[BEGIN Text]

# Worked overseas all year. On US payroll. tax?



## 7000kilo (Oct 17, 2010)

Hello Expats,

I am new to the forum, excuse me if my question has been answered before. I tried reading IRS website, too convoluted for me.

I am a US citizen, working for US company on US (USD) payroll. My salary is paid in USD going to my US bank account.

In 2011, I spent 50 weeks in China and only 2 weeks in the US (for business meetings).

QUESTION: I know I need to file US tax, but I am responsible for the US tax when I've physically outside the US for 50 weeks in 2011? I do not pay China tax.

Any help is greatly welcomed,
Lee


----------



## Bevdeforges (Nov 16, 2007)

You need to read through Publication 54 http://www.irs.gov/pub/irs-pdf/p54.pdf from the IRS website. I sounds like you're probably eligible for the Foreign Earned Income Exclusion, though you have to check the criteria for yourself. If that's the case, you can exclude the first $92K or so of earned income (i.e. your salary) from US taxation (using form 2555).

Where your salary is paid, and in what currency doesn't really matter. The fact of your being on the "US payroll" means that you're being withheld for taxes that you may be entitled to get back (at least some of them). 
Cheers,
Bev


----------

[END Text]

Aim:
Answer these questions from the forum thread above:
(a) How many weeks did Lee spend in China?
(b) Which IRS publication does Bev say to read?
(c) Which form does Bev name for excluding earned income from US taxation?

[BEGIN Provided material]

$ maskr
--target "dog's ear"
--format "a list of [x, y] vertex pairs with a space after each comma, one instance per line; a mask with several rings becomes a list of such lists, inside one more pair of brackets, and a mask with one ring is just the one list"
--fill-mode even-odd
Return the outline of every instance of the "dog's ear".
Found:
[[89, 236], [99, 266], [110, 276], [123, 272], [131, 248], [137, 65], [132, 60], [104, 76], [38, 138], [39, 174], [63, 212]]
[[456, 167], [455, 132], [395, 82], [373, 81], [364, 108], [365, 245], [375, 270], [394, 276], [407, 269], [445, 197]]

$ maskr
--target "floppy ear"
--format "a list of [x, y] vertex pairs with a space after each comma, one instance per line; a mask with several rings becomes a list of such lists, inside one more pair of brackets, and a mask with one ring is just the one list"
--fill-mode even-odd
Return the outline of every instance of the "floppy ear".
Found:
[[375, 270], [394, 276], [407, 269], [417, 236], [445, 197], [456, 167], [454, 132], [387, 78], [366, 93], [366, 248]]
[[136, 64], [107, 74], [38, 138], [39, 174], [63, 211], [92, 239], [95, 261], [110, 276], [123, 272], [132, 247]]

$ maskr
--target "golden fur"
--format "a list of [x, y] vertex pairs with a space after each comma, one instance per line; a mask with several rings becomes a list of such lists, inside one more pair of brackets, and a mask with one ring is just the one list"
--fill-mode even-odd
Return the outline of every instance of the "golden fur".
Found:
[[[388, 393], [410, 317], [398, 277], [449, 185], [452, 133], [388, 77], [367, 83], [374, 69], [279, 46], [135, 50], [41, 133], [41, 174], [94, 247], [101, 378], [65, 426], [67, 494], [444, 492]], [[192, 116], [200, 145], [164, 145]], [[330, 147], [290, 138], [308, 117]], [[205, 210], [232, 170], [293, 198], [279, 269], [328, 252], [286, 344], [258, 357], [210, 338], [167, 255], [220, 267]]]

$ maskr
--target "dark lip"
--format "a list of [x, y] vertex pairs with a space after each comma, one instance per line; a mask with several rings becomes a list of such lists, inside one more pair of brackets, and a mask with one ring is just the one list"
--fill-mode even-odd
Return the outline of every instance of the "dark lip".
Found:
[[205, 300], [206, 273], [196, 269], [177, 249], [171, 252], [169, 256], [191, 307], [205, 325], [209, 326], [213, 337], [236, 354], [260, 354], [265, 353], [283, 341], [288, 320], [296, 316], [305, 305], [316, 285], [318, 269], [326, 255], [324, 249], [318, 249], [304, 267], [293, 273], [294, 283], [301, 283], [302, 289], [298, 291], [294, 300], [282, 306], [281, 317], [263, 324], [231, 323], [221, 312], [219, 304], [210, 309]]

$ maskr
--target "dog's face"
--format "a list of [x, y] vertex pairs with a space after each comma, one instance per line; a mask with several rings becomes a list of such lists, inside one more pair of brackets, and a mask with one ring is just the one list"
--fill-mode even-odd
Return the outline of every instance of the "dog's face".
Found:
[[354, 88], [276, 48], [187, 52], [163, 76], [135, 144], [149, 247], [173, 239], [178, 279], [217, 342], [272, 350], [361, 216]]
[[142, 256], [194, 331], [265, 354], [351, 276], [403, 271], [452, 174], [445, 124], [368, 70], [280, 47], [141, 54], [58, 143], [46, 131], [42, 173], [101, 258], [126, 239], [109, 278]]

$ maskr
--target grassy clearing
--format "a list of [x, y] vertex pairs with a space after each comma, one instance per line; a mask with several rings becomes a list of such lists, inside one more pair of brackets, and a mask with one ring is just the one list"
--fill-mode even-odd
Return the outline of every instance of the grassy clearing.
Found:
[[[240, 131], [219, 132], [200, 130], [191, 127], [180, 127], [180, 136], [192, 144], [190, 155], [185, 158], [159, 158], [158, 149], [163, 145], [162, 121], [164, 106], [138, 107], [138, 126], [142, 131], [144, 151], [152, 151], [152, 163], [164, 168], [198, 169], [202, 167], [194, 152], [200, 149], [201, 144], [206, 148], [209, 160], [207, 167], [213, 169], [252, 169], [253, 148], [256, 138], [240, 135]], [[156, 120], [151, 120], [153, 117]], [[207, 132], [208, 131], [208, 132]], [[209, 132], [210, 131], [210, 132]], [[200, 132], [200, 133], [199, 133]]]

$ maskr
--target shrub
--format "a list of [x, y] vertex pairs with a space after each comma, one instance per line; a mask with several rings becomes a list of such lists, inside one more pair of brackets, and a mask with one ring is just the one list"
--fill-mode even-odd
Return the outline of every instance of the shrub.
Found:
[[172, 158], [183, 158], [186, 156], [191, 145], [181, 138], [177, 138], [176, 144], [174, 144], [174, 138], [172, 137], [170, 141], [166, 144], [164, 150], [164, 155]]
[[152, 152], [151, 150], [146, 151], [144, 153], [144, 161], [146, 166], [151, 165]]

[END Provided material]

Completed task:
(a) 50 weeks
(b) Publication 54
(c) Form 2555